Items listed in a dataset:
....

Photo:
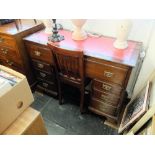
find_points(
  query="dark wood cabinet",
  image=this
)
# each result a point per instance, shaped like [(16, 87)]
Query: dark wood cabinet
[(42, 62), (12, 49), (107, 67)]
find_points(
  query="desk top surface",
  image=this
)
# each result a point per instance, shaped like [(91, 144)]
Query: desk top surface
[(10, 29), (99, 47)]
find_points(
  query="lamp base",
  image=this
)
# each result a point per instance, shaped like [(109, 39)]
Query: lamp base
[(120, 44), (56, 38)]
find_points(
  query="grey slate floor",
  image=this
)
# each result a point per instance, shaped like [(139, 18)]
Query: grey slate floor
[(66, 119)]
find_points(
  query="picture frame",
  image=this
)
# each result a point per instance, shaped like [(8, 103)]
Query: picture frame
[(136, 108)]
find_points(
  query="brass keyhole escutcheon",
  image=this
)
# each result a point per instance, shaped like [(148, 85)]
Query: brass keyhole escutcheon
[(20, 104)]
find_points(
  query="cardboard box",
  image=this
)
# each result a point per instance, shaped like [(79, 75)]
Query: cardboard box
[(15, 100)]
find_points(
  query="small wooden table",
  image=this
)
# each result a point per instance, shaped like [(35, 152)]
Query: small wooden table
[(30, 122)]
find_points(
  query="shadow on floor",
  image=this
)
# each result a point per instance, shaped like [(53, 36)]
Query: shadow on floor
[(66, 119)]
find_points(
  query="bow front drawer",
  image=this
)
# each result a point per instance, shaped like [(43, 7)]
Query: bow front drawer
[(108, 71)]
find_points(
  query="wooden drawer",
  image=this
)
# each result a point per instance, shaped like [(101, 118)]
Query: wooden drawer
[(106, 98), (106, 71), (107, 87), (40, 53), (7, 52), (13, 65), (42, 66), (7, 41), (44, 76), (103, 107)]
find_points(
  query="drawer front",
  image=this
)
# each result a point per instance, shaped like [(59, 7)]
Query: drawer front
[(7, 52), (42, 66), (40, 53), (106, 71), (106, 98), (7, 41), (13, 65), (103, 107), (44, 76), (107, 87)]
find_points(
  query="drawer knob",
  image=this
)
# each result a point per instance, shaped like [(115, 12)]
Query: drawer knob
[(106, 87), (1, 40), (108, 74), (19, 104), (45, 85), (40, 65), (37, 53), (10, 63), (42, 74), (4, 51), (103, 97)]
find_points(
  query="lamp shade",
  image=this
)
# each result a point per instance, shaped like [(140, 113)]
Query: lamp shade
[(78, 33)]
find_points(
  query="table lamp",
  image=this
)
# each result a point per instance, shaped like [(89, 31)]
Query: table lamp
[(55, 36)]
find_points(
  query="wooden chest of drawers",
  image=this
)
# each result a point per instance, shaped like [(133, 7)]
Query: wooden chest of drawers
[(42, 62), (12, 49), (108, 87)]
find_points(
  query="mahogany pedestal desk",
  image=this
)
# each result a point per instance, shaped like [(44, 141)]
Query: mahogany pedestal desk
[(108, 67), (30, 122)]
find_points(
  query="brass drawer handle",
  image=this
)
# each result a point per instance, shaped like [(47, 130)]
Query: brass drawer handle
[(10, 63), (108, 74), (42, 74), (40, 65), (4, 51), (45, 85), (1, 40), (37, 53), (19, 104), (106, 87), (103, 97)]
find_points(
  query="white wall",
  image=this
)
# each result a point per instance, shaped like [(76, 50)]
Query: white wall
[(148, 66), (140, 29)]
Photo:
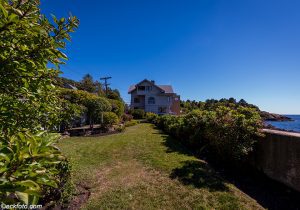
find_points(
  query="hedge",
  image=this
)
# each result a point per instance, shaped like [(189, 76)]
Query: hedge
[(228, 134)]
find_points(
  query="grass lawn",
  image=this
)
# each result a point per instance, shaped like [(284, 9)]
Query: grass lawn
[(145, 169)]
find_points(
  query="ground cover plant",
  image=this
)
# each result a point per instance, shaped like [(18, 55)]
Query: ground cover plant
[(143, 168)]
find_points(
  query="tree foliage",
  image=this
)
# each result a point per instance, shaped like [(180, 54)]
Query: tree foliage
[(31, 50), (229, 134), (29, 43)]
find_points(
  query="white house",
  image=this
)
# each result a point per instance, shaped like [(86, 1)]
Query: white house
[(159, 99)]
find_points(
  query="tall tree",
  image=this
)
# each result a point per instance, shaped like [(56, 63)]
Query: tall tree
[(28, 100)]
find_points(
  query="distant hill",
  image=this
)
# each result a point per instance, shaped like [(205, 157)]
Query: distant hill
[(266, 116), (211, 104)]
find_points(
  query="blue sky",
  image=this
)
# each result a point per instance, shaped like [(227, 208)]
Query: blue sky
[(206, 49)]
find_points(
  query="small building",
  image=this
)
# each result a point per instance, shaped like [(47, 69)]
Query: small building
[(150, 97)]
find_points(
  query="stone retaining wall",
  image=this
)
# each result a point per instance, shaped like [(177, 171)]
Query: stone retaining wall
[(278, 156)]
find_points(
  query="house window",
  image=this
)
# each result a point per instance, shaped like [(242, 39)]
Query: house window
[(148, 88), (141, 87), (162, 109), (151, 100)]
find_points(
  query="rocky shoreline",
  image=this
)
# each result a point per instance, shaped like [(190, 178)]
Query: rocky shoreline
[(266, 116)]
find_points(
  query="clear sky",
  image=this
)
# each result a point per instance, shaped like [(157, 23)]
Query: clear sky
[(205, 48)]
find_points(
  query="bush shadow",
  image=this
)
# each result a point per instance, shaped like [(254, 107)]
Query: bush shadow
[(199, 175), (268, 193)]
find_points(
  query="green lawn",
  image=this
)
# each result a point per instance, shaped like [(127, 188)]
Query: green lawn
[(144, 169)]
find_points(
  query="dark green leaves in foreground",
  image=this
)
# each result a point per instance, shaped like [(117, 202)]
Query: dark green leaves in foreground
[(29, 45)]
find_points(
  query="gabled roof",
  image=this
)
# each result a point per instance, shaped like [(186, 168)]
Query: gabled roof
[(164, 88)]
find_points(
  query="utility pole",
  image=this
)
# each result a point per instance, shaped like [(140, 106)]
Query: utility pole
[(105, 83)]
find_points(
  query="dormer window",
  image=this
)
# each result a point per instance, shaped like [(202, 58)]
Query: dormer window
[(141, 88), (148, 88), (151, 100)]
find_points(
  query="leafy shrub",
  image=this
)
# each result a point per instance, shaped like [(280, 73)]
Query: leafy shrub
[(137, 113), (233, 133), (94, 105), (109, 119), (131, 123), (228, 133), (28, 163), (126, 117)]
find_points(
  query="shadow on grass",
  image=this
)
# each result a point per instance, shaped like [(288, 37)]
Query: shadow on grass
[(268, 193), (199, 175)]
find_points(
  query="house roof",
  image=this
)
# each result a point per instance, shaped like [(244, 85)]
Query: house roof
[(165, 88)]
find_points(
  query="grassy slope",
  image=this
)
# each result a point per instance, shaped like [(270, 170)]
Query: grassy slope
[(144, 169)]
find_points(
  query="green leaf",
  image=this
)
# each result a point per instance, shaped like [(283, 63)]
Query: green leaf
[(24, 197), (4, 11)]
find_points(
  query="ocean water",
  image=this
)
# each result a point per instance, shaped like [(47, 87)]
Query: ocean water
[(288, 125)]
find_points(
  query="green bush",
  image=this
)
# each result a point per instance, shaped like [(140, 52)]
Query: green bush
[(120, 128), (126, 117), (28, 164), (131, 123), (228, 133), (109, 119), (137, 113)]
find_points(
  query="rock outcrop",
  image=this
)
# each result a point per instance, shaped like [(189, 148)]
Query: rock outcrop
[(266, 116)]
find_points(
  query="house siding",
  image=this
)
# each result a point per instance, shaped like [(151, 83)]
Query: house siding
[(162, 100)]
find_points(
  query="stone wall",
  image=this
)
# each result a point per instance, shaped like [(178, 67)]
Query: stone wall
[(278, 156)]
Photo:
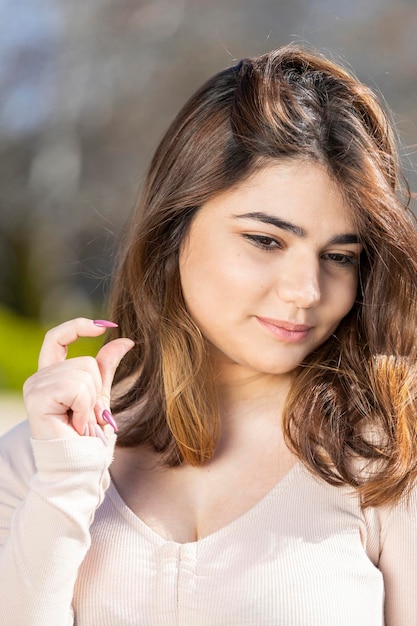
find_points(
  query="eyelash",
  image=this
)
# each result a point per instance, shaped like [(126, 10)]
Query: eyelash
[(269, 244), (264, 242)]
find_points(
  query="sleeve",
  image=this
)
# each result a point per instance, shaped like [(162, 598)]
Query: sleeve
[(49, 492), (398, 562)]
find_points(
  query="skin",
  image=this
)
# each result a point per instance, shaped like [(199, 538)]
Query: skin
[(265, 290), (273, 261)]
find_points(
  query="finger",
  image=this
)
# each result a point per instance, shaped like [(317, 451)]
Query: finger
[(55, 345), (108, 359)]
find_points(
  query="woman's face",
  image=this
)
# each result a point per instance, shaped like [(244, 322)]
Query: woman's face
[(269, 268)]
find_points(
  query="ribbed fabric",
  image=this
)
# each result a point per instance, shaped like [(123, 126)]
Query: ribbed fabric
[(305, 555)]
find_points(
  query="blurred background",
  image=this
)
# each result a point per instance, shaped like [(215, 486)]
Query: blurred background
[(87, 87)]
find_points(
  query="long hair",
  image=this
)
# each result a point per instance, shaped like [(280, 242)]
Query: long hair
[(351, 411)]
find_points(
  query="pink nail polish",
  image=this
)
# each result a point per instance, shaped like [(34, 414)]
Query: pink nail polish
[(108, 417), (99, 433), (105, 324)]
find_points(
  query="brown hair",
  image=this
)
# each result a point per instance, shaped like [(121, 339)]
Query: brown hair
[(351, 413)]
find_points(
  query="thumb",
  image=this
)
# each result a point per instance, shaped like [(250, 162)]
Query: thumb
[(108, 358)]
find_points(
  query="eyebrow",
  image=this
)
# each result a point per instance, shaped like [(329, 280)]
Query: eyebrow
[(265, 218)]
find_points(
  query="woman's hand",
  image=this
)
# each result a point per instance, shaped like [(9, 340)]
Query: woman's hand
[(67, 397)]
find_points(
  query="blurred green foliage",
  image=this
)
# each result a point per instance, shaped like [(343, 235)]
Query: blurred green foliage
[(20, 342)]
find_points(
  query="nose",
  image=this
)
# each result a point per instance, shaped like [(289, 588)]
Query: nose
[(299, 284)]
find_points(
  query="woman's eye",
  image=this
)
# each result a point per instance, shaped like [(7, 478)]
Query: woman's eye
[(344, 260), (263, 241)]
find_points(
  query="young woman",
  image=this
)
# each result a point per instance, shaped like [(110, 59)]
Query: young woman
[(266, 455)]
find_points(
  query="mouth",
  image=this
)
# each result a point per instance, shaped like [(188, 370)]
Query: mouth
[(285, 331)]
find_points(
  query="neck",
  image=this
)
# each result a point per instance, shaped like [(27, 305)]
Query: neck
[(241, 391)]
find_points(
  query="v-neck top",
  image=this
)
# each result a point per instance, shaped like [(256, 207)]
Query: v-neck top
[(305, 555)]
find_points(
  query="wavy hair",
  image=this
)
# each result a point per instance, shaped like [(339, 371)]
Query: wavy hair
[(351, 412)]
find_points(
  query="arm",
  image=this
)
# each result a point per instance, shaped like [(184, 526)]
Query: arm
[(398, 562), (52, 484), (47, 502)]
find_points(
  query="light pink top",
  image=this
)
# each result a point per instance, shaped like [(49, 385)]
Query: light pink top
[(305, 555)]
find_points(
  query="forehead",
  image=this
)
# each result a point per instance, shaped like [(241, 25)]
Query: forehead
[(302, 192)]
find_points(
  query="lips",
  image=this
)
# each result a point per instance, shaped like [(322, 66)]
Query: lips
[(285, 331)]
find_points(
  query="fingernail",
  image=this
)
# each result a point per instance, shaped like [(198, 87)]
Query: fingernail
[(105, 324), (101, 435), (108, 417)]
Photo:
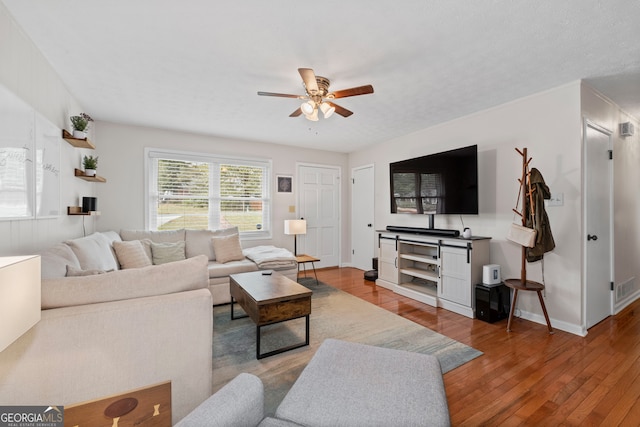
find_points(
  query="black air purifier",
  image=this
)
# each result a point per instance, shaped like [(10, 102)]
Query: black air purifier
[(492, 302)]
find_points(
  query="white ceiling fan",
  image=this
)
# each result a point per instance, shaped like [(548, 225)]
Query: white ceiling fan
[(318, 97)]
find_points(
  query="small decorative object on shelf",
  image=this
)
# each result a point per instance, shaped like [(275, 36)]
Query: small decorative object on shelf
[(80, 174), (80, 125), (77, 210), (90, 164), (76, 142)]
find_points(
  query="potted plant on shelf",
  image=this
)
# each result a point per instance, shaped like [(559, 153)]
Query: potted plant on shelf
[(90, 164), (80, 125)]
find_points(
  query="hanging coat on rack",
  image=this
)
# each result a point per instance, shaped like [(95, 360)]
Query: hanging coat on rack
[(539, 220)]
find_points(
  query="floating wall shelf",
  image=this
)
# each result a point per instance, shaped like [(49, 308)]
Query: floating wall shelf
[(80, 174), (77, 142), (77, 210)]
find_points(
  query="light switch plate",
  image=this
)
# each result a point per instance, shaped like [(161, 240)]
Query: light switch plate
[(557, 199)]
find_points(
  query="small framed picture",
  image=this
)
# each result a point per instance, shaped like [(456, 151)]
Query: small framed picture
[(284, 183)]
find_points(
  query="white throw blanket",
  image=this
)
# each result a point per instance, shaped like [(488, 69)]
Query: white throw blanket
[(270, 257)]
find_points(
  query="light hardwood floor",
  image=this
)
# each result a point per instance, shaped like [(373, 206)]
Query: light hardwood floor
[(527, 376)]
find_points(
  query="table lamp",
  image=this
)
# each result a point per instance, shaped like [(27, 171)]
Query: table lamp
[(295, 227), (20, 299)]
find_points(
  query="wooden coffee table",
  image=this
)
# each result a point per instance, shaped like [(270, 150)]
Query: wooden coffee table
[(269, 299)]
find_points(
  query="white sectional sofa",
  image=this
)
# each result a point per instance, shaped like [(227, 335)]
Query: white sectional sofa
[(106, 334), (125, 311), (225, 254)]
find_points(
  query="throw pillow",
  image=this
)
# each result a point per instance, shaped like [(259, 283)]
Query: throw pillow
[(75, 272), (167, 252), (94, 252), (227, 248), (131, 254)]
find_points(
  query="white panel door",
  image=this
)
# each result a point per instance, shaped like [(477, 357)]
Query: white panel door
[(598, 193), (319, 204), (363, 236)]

....

WHAT THE TASK REQUIRES:
Can you return every line of the records that contains the word "light"? Case counts.

FINISHED ANSWER:
  query="light pink top",
Query: light pink top
  query="light switch plate",
Query: light switch plate
  query="light hardwood floor",
Query: light hardwood floor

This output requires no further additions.